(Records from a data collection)
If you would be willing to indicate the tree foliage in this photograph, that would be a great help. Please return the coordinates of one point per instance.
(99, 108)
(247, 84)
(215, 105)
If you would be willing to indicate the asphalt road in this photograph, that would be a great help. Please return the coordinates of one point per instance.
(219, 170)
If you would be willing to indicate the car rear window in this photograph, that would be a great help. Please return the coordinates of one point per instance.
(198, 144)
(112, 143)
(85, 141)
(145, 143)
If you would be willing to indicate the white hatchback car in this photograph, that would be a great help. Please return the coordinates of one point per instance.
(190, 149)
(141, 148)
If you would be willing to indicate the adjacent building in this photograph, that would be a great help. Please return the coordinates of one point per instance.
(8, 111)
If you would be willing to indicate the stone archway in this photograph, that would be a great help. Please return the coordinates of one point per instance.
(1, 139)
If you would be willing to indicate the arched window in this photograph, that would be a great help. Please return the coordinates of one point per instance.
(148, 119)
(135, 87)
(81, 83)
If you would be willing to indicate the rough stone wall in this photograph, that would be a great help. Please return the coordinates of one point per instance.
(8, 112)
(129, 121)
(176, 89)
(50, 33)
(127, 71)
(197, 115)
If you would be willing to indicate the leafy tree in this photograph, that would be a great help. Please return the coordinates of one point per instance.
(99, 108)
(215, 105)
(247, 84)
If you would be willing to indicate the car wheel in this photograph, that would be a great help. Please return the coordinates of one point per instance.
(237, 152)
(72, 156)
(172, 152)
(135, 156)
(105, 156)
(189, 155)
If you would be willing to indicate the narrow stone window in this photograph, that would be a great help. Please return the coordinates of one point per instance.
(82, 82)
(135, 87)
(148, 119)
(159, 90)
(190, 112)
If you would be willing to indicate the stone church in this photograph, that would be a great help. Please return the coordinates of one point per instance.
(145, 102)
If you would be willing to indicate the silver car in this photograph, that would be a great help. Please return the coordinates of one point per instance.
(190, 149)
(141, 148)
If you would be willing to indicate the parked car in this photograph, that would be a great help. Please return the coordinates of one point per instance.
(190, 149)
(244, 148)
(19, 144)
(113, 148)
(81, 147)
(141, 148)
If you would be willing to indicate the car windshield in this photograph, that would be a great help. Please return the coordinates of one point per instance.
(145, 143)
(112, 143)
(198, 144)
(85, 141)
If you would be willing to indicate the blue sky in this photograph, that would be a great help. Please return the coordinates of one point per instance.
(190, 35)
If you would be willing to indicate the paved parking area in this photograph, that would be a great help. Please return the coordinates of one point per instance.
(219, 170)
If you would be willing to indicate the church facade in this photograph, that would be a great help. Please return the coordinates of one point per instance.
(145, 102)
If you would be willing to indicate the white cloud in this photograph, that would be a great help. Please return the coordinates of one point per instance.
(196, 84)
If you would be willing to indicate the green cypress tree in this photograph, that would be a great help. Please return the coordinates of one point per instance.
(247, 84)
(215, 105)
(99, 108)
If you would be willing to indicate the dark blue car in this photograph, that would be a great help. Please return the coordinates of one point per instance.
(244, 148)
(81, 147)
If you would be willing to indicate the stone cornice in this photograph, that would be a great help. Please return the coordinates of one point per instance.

[SET TASK]
Copy out all of the records above with nothing altered.

[TASK ANSWER]
If you would be willing to indicate the tree foliage in this photograph, that would be a great help. Please return the coordinates of one point per instance.
(99, 108)
(247, 84)
(215, 105)
If you would be willing to indicate the asphalt road in this photograph, that would be a great help. Please return the coordinates of one point per instance.
(219, 170)
If you would be willing to indicate the car rear window in this photograph, that would be a great help. Please return the coordinates of one point per instance.
(198, 144)
(112, 143)
(85, 141)
(145, 143)
If you would be willing to indicate the white hatchback car in this photograph, that would be a great help. Please return the coordinates of one point per instance.
(190, 149)
(141, 148)
If you would be willing to indicate the adjacent building in this photograph, that would be a great help. Please return the coordinates of one point per instance.
(8, 111)
If you would be willing to indicate the stone archway in this photograph, that would be a great help. Please return the coordinates of one point per instance.
(1, 139)
If you would be willing to indicate the arched window in this photograph, that would be a great help. Please return the coordinates of one point per instance.
(148, 119)
(135, 87)
(81, 83)
If you would be willing to indicate the rough stone wall in this photograph, that would be a great help. Please return the coordinates of one point per instance.
(8, 112)
(129, 121)
(176, 89)
(50, 33)
(127, 71)
(197, 115)
If you would be willing to indicate the leafy tree in this photograph, that would be a great help. Please return the coordinates of one point per instance.
(99, 108)
(215, 105)
(247, 84)
If you would be willing to indicate the car wheel in this photograph, that would be a great help. Please return the coordinates of one point per instance.
(237, 152)
(72, 156)
(172, 152)
(135, 156)
(105, 156)
(189, 155)
If you would be willing to indicate the narrow stone window in this photograph, that would be a great help. Please return the coordinates of one point per instance.
(82, 82)
(135, 87)
(148, 119)
(159, 90)
(190, 112)
If you would be willing to indicate the stone church in this photograph, that would be a great help. Please return the coordinates of one point per instance.
(145, 102)
If you would be willing to indicate the silver car in this photograph, that would be a great help. Please return the coordinates of one point per instance.
(190, 149)
(141, 148)
If you would be willing to indicate the parked car in this photograph, that would be a great help. Please return the coordinates of one point per instance.
(190, 149)
(244, 148)
(19, 144)
(113, 148)
(81, 147)
(141, 148)
If you would be willing to indicate the car windshield in this photograph, that would be a great help. Please return the coordinates of one point per instance.
(145, 143)
(112, 143)
(198, 144)
(85, 141)
If you would be willing to indicate the blue sky in this photograph, that would be a great help. Please return the coordinates of one point per instance.
(190, 35)
If you would be willing to indicate the paved parking area in this photograph, that would be a great help. Please return the coordinates of one point per instance.
(219, 170)
If you would be willing to indicate the church facade in this photograph, that would be a great help. Please return the coordinates of one point per instance.
(145, 102)
If you would be willing to indicate the white cloud in this photograph, that would be a great help. Please return the coordinates of one point per instance.
(196, 84)
If you would be willing to indicate the green cypress tree in this photograph, that would be a great help. Please return the coordinates of one point per instance.
(247, 84)
(215, 105)
(99, 108)
If you would be willing to indicate the dark blue car in this photograph, that would be a great help. Please return the coordinates of one point per instance.
(244, 148)
(81, 147)
If you would be willing to indicate the stone cornice in this photograph, that would be a great help. Please return the coordinates of one point per instance.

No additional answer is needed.